### Data to process
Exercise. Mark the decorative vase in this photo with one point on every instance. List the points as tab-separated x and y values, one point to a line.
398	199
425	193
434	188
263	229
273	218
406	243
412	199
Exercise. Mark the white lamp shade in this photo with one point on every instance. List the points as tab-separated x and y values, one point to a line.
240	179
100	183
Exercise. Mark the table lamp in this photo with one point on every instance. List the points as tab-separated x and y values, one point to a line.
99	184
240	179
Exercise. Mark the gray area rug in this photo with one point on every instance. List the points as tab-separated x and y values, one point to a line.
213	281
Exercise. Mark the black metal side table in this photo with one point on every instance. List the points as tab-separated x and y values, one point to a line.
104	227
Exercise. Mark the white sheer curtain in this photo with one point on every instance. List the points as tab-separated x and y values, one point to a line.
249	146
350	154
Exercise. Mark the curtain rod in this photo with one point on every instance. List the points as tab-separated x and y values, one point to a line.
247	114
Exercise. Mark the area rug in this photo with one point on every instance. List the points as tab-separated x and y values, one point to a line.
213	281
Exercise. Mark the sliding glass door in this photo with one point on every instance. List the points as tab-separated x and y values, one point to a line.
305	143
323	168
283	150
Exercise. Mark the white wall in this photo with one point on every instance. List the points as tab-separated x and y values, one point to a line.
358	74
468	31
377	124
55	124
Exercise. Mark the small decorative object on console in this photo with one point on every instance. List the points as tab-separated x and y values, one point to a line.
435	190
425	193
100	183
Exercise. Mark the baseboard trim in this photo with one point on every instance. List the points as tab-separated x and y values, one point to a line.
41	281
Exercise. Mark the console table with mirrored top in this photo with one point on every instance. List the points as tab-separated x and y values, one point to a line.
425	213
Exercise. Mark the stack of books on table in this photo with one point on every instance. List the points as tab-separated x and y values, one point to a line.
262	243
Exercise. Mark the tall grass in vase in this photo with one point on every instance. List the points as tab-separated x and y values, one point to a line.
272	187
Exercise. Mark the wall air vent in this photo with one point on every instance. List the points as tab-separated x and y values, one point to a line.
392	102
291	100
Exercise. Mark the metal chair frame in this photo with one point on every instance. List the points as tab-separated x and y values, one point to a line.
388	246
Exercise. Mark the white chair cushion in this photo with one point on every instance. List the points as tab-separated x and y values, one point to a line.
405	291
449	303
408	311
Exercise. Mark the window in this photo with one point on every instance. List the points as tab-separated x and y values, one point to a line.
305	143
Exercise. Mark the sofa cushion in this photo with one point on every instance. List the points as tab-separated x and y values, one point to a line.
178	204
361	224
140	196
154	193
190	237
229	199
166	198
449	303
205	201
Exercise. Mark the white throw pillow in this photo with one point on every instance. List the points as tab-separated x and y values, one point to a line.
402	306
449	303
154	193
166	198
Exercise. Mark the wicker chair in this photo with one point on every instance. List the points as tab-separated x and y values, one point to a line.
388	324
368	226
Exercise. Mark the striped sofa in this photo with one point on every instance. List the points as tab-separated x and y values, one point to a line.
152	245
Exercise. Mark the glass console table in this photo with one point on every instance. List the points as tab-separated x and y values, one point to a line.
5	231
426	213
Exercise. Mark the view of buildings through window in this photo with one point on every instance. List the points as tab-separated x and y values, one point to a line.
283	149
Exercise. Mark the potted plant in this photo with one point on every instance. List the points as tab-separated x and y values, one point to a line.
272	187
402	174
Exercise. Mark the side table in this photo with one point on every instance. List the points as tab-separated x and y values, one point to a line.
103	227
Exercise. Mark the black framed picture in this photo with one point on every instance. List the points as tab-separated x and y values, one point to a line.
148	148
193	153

### Work order
Write out an exact copy of every record shown above.

### Result below
Exercise. Mark the decorative vase in this photo with one point on every instance. List the points as tab-separated x and y values, one point to a line.
398	199
425	193
434	188
263	229
273	218
406	243
412	199
Exercise. Mark the white lamp shade in this photo with one point on every instance. List the points as tab-separated x and y values, one point to a line.
240	179
100	183
Exercise. Mark the table lamp in this photo with one point on every instance. List the points as tab-separated x and y values, one point to a line.
99	184
240	179
Exercise. Mark the gray area rug in this photo with one point on every instance. List the points as tab-separated x and y values, one point to a line.
213	281
Exercise. Mark the black metal side table in this photo with one point on every instance. List the points as tab-separated x and y values, one point to a line.
104	227
Exercise. Mark the white sheer curtain in this photo with one point on every instance. List the points as tab-separated x and y values, one point to a line.
249	146
350	154
Exercise. Mark the curtain rod in this photo with one point on every instance. List the points as tab-separated x and y values, one point to a line.
247	114
Exercise. Mark the area rug in this photo with one point on every instance. List the points as tab-separated x and y values, one point to a line.
213	281
Exercise. Mark the sliding glass door in this photo with one point on every instance. List the points as tab-separated x and y values, one point to a line.
305	143
323	168
283	150
Exercise. Mark the white wall in this photo with one point on every instance. List the points as tab-separated x and y values, one point to a line.
358	74
468	31
377	124
55	124
Exercise. Mark the small decorative object on console in this photo with one point on every instance. List the points as tab-separated x and y values, one point to a line.
435	190
425	193
100	183
Exercise. Mark the baseboard trim in this photo with one point on every instance. List the points as tab-separated x and y values, one point to a line.
41	281
Exercise. Mark the console table with mirrored top in this photo with one point on every instance. List the points as tab-separated x and y values, one point to a line.
425	213
Exercise. Mark the stack of books on table in this photo with one point on every instance. List the points as tab-separated x and y values, one point to a line.
262	243
Exercise. Mark the tall grass in vase in this photo with one point on every instance. List the points as tab-separated x and y values, one point to a line.
272	187
Exercise. Mark the wall air vent in this photo with one point on every instance. List the points as tab-separated x and y values, one point to a line.
392	102
291	100
Exercise. Mark the metal chair frame in this photo with one point on every instance. List the points as tab-separated x and y values, one point to a line.
388	246
Exercise. Mark the white chair cushion in this photo with one point on every instance. List the points as tab-separated x and y values, one point to a line.
405	291
449	303
408	311
Exercise. Mark the window in this photo with one point on every instance. List the points as tab-separated x and y values, one point to a line.
305	143
Exercise. Mark the sofa cushion in this photo with one point on every instance. List the points as tab-separated x and y values, one point to a line.
178	204
361	224
140	196
154	193
190	237
229	199
166	198
449	303
205	201
Exercise. Mark the white throw pillow in this photo with one point on every instance. List the points as tab-separated x and y values, one point to a line.
402	306
449	303
154	193
166	198
Exercise. Mark the wicker chair in this photo with one point on every instance. List the points as tab-separated x and y values, one point to a line.
388	324
368	226
Exercise. Mark the striped sofa in this photo with one point on every instance. List the points as tab-separated x and y values, one point to a line.
152	245
Exercise. Mark the glass console table in this photo with one point on every instance. List the points as tab-separated x and y values, one point to a line.
5	231
426	213
Exercise. Mark the view of buildings through window in this photo with one point on every instance. List the points as tab-separated x and y values, one point to a line.
283	149
Exercise. Mark the potted plant in this photo with one point on every instance. List the points as tab-separated x and y values, one point to a line.
272	187
402	174
Exercise. Mark the side table in this photo with one point on every instance. List the points as tab-separated x and y values, one point to a line.
103	227
Exercise. Mark the black framed picture in this photo with one point on every instance. List the points as tab-separated x and y values, one point to a line.
148	148
193	153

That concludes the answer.